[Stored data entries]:
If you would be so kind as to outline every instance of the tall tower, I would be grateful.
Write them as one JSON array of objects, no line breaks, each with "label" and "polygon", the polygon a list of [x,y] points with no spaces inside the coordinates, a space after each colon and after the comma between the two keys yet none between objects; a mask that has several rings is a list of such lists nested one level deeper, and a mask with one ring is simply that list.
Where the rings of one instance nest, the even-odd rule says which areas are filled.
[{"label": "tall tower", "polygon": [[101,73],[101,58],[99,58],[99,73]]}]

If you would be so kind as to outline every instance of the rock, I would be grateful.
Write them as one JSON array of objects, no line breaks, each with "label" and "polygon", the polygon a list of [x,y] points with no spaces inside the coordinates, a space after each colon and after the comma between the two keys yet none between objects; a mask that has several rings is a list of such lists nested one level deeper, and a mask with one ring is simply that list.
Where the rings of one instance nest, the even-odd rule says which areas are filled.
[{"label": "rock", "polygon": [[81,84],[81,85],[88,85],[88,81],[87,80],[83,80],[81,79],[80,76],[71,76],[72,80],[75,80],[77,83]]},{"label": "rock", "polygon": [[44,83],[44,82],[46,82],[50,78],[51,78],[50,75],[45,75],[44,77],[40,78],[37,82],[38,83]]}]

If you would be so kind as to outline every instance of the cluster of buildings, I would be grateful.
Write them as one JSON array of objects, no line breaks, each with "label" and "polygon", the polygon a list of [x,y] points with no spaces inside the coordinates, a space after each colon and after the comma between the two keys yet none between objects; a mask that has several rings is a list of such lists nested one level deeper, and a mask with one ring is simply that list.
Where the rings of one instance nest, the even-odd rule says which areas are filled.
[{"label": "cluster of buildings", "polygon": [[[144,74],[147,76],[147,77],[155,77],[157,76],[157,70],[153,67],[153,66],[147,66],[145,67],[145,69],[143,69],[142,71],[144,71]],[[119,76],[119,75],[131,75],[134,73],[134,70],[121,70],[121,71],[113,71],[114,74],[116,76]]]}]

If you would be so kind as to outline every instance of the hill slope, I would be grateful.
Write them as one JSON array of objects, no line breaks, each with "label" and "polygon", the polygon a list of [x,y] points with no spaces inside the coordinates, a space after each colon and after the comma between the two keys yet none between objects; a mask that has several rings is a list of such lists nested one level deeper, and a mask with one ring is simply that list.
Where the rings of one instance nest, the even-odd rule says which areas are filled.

[TASK INSTRUCTIONS]: Each line of the entries that contains the word "grateful" should be listed.

[WRITTEN ANSWER]:
If you would be so kind as to outline every instance of the tall tower, I would be grateful.
If you would be so kind as to outline every instance of the rock, I would be grateful.
If you would be so kind as to outline every instance of the cluster of buildings, I would be grateful.
If you would be so kind as to outline every instance of the hill slope, I would be grateful.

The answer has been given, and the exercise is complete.